··· TEXT SEGMENT

By Jessica Pupovac . . . After serving 10 years in prison for criminal sexual assault, Marcus Barnes was counting down the days until his release date on Dec. 17, 2018.
He was planning on spending the holidays with his family and reconnecting with his daughter, who had recently graduated from high school and had started communicating with him again.
“With me being absent, she was a little resentful in the beginning, which I understand,” he said. “I worked really hard to really let her know that I love her.”
But when his release date finally arrived, he was told that the Chicago apartment he was planning on moving to was too close to a home day care facility. It would be a violation of housing restrictions imposed on him as a person on the sex offender registry, and, therefore, he would remain in prison.
“I kinda braced because my body just couldn’t move for a second,” said Barnes.
Barnes’ family scrambled to find alternatives. They say they found 11 different housing options for him, only to have each of them rejected by the Illinois Department of Corrections (IDOC). And so, 16 months after his original release date, he was still at Graham Correctional Center when a guard there tested positive for COVID-19.
“I was a little terrified,” said Barnes. “I was trying to act like it was OK, but I was a little nervous.”
Barnes was one of an estimated 1,200 people who are kept behind bars in Illinois every year even though they’ve completed their sentences. It’s a problem under normal circumstances, but with COVID-19 spreading in prisons across the country and the state, it’s taken on new urgency. . . .

······

BRIEF A: Translate this sentence from the news article into Spanish: "Barnes’ family scrambled to find alternatives."
BRIEF B: Reproduce the news article word for word, starting with "By Jessica Pupovac" and going on through "remain in prison.".
BRIEF C: According to the news article, how many housing options did Barnes' family say they found for him?

··· SOURCE INFORMATION

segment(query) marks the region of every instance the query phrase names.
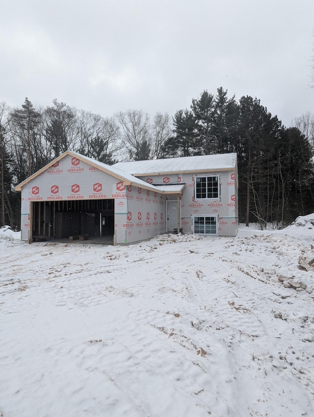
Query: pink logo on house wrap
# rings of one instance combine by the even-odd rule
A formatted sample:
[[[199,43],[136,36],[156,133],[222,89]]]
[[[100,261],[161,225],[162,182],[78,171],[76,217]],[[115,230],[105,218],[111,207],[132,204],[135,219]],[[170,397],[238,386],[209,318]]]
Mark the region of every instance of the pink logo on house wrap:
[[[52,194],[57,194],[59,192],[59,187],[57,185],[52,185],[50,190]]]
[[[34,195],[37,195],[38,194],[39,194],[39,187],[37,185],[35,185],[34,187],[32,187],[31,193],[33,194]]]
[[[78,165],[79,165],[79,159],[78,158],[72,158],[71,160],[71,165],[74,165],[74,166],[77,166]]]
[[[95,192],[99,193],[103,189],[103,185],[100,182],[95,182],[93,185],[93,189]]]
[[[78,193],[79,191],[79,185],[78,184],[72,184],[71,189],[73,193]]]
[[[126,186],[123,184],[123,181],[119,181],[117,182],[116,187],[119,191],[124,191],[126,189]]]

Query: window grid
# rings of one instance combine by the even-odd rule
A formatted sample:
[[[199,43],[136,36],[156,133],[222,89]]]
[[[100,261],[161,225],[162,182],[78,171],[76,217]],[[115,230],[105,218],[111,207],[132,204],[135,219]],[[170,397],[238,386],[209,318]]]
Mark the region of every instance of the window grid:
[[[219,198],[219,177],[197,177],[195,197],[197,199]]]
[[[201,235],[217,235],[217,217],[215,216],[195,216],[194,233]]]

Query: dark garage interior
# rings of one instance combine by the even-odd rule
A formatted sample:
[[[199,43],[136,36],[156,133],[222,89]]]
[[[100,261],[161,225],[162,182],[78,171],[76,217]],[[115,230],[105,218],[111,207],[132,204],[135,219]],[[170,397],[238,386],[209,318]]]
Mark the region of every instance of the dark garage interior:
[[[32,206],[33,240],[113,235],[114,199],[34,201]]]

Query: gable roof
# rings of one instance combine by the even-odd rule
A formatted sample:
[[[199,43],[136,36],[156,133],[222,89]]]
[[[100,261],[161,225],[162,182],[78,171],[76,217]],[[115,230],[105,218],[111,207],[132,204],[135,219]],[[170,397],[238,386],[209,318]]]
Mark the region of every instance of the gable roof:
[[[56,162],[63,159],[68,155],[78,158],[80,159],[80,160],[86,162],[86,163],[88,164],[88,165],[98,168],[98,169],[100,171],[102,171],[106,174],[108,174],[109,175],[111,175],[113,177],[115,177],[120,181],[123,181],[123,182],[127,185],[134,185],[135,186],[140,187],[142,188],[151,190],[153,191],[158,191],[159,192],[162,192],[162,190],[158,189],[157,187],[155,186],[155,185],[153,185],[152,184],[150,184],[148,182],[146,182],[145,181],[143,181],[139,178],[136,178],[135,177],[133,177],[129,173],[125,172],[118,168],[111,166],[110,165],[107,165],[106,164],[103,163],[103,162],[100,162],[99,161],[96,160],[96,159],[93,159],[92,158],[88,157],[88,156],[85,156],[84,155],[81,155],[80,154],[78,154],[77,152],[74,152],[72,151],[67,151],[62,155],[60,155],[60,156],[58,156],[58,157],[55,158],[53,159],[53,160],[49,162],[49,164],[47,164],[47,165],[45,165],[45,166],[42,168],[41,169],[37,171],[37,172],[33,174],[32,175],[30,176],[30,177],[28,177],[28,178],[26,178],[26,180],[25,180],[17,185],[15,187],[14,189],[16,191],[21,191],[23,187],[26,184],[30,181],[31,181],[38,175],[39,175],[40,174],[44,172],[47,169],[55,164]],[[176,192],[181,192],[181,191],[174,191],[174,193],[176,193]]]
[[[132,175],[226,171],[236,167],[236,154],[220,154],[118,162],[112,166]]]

······

YOUR SOLUTION A: La familia de Barnes se apresuró a buscar alternativas.

YOUR SOLUTION B:
By Jessica Pupovac . . . After serving 10 years in prison for criminal sexual assault, Marcus Barnes was counting down the days until his release date on Dec. 17, 2018.
He was planning on spending the holidays with his family and reconnecting with his daughter, who had recently graduated from high school and had started communicating with him again.
“With me being absent, she was a little resentful in the beginning, which I understand,” he said. “I worked really hard to really let her know that I love her.”
But when his release date finally arrived, he was told that the Chicago apartment he was planning on moving to was too close to a home day care facility. It would be a violation of housing restrictions imposed on him as a person on the sex offender registry, and, therefore, he would remain in prison.

YOUR SOLUTION C: 11 different housing options.